-- WHAT THE TASK REQUIRES --
In the data that follows, give the number of lines containing the word "resolution". Offer no additional comment.

-- INPUT MATERIAL --

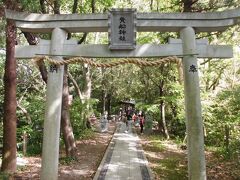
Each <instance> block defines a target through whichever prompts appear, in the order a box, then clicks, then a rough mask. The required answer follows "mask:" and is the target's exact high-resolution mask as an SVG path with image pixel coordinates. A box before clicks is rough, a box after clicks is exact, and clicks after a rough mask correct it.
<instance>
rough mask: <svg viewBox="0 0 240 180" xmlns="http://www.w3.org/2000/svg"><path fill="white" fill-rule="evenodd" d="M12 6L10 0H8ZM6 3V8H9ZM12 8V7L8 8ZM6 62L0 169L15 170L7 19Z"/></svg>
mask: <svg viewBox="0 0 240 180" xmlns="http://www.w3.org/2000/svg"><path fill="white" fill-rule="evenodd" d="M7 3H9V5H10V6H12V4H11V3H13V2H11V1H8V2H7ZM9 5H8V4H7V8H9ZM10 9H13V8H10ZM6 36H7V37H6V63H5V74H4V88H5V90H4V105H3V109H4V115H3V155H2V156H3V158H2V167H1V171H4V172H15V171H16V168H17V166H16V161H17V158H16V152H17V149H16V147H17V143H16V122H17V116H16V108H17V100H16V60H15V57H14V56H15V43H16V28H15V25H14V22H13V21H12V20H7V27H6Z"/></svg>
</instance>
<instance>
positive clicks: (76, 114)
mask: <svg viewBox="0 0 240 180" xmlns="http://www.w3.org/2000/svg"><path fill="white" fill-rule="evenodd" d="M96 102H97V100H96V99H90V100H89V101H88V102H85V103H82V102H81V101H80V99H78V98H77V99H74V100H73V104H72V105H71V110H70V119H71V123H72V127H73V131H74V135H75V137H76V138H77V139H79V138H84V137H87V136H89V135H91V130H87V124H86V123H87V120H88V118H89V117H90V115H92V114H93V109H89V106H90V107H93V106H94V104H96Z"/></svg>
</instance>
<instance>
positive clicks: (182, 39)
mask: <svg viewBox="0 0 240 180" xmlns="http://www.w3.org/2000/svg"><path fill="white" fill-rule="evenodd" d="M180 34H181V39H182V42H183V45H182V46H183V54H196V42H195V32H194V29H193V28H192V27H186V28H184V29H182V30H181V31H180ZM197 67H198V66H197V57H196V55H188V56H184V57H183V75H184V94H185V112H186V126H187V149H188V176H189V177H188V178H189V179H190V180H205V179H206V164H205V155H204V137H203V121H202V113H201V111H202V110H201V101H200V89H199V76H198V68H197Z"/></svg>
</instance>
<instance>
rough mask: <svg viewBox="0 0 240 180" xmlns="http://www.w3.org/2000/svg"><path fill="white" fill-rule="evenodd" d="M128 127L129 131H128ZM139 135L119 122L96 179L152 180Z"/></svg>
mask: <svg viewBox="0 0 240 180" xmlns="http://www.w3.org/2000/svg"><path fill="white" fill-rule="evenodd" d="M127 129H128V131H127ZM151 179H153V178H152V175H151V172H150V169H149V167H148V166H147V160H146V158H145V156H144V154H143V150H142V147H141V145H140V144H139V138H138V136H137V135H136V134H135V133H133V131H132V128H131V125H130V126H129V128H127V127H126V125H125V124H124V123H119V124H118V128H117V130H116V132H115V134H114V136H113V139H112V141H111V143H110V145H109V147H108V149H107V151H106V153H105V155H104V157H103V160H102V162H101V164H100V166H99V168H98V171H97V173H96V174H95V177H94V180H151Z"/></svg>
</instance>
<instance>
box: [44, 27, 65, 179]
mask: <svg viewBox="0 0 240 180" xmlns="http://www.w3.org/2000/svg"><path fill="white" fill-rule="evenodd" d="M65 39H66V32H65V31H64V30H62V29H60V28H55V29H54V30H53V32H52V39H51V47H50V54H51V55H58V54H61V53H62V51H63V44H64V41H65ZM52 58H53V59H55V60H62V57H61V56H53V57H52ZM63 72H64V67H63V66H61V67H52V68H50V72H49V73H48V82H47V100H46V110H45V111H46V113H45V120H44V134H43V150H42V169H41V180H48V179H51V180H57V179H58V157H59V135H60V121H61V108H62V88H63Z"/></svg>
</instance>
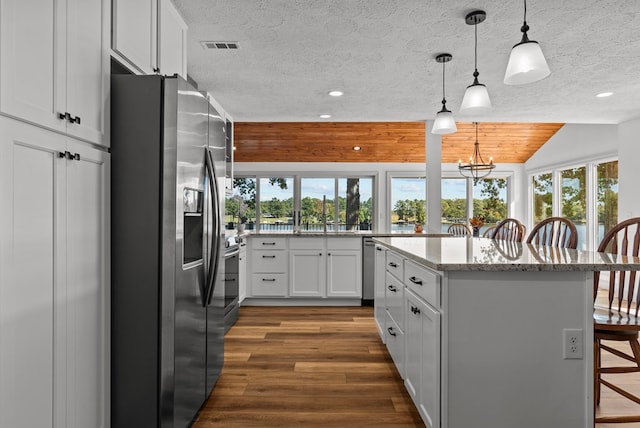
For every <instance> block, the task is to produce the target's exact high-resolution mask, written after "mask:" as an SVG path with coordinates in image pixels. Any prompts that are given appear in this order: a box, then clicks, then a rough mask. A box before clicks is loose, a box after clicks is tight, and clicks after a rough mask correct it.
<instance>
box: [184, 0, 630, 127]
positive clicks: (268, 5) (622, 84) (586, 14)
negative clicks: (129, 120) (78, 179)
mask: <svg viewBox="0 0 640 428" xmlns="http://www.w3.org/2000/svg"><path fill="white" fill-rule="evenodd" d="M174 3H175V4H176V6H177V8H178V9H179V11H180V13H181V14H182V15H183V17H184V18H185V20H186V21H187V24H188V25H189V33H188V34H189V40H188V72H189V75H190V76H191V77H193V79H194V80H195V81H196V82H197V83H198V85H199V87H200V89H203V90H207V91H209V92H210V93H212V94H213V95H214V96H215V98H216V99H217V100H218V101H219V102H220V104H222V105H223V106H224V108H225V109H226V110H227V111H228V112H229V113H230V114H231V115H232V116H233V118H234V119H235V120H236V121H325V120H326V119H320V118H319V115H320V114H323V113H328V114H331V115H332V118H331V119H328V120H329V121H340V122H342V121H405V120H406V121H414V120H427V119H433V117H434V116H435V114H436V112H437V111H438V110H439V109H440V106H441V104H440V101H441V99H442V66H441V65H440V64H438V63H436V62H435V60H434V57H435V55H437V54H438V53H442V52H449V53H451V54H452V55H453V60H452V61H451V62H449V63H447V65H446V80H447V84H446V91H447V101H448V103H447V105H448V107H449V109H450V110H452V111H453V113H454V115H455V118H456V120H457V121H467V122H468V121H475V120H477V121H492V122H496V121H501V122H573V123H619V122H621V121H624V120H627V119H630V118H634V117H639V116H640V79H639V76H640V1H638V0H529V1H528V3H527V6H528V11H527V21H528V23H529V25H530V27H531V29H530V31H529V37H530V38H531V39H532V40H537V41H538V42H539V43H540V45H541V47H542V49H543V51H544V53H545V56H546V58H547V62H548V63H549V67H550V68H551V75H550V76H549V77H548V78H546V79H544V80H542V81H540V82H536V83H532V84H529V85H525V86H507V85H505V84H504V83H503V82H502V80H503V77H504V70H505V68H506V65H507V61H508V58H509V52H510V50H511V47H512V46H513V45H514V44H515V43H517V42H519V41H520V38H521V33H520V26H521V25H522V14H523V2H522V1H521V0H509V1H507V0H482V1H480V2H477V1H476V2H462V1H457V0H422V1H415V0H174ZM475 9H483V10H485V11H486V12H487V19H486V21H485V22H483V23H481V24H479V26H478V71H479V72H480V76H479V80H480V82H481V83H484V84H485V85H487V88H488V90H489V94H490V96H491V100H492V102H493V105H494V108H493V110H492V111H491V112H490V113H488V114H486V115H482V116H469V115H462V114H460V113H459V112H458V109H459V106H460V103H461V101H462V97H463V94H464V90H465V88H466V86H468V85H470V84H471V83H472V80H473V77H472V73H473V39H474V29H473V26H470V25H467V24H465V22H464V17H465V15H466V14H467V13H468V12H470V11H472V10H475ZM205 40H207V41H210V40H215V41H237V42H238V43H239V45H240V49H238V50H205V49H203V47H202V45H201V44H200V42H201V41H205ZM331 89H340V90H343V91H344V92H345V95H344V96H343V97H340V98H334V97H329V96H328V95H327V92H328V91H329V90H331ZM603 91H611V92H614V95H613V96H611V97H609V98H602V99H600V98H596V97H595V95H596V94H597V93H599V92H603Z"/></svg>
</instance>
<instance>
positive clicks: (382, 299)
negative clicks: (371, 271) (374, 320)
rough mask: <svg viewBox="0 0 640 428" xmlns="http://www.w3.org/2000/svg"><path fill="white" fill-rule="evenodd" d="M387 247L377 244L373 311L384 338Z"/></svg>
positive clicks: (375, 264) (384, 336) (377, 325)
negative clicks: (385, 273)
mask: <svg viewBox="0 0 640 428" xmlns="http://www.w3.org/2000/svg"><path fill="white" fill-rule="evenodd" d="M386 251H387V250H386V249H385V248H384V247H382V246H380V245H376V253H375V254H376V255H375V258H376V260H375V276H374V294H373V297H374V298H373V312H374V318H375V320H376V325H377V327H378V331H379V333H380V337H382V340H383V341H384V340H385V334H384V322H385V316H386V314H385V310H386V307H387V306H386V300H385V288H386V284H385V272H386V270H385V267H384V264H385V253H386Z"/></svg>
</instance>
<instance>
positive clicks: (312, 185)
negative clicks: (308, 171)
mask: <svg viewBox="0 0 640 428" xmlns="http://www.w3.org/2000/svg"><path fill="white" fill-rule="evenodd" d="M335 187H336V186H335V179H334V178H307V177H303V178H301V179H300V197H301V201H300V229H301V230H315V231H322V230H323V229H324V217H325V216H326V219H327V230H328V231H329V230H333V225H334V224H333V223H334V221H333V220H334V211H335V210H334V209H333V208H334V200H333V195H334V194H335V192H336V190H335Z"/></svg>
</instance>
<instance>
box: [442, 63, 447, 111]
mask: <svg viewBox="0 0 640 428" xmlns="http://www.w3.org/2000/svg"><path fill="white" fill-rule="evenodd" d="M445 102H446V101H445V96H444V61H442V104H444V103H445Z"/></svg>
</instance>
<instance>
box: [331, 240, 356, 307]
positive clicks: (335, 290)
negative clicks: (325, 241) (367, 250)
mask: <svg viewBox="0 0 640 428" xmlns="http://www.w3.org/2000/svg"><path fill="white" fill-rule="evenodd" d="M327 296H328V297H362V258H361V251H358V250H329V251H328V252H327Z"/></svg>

-- OUTPUT OF THE TASK --
2